▶ EXCERPTED DATA
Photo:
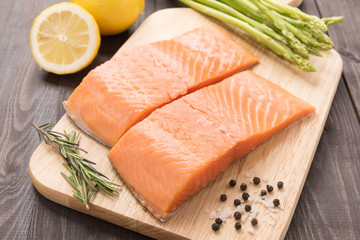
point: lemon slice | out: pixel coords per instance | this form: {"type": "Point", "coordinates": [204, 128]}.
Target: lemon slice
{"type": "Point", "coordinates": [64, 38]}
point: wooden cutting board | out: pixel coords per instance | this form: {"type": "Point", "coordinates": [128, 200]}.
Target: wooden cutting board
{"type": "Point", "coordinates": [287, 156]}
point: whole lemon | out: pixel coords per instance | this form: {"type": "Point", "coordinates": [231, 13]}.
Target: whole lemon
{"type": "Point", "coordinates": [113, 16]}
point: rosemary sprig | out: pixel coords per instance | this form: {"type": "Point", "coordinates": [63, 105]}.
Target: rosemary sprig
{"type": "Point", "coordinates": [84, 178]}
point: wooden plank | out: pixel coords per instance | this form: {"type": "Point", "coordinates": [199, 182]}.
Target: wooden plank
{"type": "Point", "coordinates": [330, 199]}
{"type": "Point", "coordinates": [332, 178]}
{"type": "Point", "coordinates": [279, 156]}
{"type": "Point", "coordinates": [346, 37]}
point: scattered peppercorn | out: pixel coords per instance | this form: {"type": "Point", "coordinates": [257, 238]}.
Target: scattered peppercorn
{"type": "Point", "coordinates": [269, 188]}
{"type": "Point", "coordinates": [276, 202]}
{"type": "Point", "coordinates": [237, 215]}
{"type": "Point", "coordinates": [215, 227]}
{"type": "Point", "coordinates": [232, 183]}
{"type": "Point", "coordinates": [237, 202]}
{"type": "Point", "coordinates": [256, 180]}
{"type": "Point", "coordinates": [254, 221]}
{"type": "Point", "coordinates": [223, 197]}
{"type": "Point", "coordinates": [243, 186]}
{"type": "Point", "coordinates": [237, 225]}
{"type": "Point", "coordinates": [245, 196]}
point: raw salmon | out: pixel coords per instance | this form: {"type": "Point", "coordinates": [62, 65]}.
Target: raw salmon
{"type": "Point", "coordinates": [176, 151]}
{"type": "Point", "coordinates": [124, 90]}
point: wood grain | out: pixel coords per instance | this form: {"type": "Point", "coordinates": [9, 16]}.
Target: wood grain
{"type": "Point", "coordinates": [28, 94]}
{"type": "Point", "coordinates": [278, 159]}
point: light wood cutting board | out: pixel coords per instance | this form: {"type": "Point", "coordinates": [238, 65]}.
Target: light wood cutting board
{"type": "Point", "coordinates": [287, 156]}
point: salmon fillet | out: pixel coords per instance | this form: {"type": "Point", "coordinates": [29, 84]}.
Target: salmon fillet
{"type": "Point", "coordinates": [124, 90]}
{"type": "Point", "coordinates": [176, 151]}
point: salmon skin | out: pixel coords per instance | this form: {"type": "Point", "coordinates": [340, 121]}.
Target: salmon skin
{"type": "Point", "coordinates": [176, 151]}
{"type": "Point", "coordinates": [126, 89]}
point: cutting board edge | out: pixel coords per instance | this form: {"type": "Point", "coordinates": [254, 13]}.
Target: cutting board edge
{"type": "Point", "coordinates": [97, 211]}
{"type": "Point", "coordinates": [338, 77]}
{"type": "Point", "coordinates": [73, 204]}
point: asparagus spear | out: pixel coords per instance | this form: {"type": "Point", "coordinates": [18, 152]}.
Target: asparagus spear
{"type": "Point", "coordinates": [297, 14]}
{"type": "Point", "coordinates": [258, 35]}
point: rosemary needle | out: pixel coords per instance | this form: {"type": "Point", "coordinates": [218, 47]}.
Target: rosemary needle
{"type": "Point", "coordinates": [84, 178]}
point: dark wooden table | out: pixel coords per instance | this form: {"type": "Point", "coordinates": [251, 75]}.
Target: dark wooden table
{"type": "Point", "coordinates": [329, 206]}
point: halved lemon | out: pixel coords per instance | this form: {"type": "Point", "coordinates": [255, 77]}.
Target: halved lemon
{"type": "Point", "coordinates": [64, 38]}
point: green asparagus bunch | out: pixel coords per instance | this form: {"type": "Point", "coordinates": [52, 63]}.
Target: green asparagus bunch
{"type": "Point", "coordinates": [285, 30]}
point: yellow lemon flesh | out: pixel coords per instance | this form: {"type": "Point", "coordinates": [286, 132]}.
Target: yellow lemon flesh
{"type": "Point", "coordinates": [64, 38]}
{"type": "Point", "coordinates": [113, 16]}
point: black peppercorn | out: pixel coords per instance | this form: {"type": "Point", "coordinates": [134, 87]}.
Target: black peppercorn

▶ EXERCISE
Please rewrite all the entries with every "pixel coords" changed to "pixel coordinates" and everything else left unchanged. Omit the pictures from your answer.

▶ SOLUTION FOR THIS TASK
Photo:
point: lemon slice | out: pixel coordinates per instance | this form: {"type": "Point", "coordinates": [204, 128]}.
Target: lemon slice
{"type": "Point", "coordinates": [64, 38]}
point: wooden cutting board | out: pixel coordinates per instance | this form: {"type": "Point", "coordinates": [128, 200]}.
Target: wooden cutting board
{"type": "Point", "coordinates": [287, 156]}
point: whole lemon | out: pixel coordinates per instance | this form: {"type": "Point", "coordinates": [231, 13]}.
Target: whole lemon
{"type": "Point", "coordinates": [113, 16]}
point: rosemary sprig | out: pixel coordinates per instance | this form: {"type": "Point", "coordinates": [63, 105]}.
Target: rosemary sprig
{"type": "Point", "coordinates": [84, 178]}
point: wooden plank | out: pixel coordinates per instance | this form: {"type": "Point", "coordinates": [199, 182]}.
Target: wooden plank
{"type": "Point", "coordinates": [330, 199]}
{"type": "Point", "coordinates": [332, 178]}
{"type": "Point", "coordinates": [279, 156]}
{"type": "Point", "coordinates": [346, 37]}
point: scattered peppercorn | out: pixel coordinates per instance | this form: {"type": "Point", "coordinates": [257, 238]}.
Target: scattered peppercorn
{"type": "Point", "coordinates": [269, 188]}
{"type": "Point", "coordinates": [276, 202]}
{"type": "Point", "coordinates": [237, 215]}
{"type": "Point", "coordinates": [215, 227]}
{"type": "Point", "coordinates": [232, 183]}
{"type": "Point", "coordinates": [237, 202]}
{"type": "Point", "coordinates": [256, 180]}
{"type": "Point", "coordinates": [254, 221]}
{"type": "Point", "coordinates": [223, 197]}
{"type": "Point", "coordinates": [243, 186]}
{"type": "Point", "coordinates": [237, 225]}
{"type": "Point", "coordinates": [245, 196]}
point: raw salmon | out: pixel coordinates per instance | this form: {"type": "Point", "coordinates": [62, 65]}.
Target: raw salmon
{"type": "Point", "coordinates": [176, 151]}
{"type": "Point", "coordinates": [124, 90]}
point: wood grain | out: pixel coordinates per instance | this form: {"type": "Point", "coordinates": [9, 16]}.
Target: wood grain
{"type": "Point", "coordinates": [28, 94]}
{"type": "Point", "coordinates": [278, 159]}
point: light wood cutting board | out: pixel coordinates per instance | this form: {"type": "Point", "coordinates": [238, 65]}.
Target: light wood cutting board
{"type": "Point", "coordinates": [287, 156]}
point: salmon fillet | out: pixel coordinates per instance | this form: {"type": "Point", "coordinates": [29, 84]}.
Target: salmon fillet
{"type": "Point", "coordinates": [124, 90]}
{"type": "Point", "coordinates": [176, 151]}
point: salmon skin | out: pixel coordinates per instance | this form: {"type": "Point", "coordinates": [340, 121]}.
Target: salmon skin
{"type": "Point", "coordinates": [176, 151]}
{"type": "Point", "coordinates": [126, 89]}
point: cutting board edge | out: pixel coordinates per instance | this form: {"type": "Point", "coordinates": [254, 13]}.
Target: cutting board edge
{"type": "Point", "coordinates": [97, 211]}
{"type": "Point", "coordinates": [338, 77]}
{"type": "Point", "coordinates": [73, 204]}
point: asparagus spear | out: pixel coordinates per instance | this form: {"type": "Point", "coordinates": [18, 152]}.
Target: asparagus spear
{"type": "Point", "coordinates": [297, 14]}
{"type": "Point", "coordinates": [258, 35]}
point: rosemary needle | out: pixel coordinates per instance | this form: {"type": "Point", "coordinates": [218, 47]}.
Target: rosemary needle
{"type": "Point", "coordinates": [84, 178]}
point: dark wooden table | out: pixel coordinates per instance | this form: {"type": "Point", "coordinates": [251, 75]}.
Target: dark wooden table
{"type": "Point", "coordinates": [329, 206]}
point: halved lemon | out: pixel coordinates per instance | this form: {"type": "Point", "coordinates": [255, 77]}.
Target: halved lemon
{"type": "Point", "coordinates": [64, 38]}
point: green asparagus bunch | out: pixel coordinates per instance | this form: {"type": "Point", "coordinates": [52, 63]}.
Target: green asparagus bunch
{"type": "Point", "coordinates": [285, 30]}
point: yellow lemon flesh | out: pixel coordinates per instance | this form: {"type": "Point", "coordinates": [286, 132]}.
Target: yellow lemon flesh
{"type": "Point", "coordinates": [64, 38]}
{"type": "Point", "coordinates": [113, 16]}
point: black peppercorn | out: pixel coordinates per instance | this form: {"type": "Point", "coordinates": [134, 87]}.
Target: black peppercorn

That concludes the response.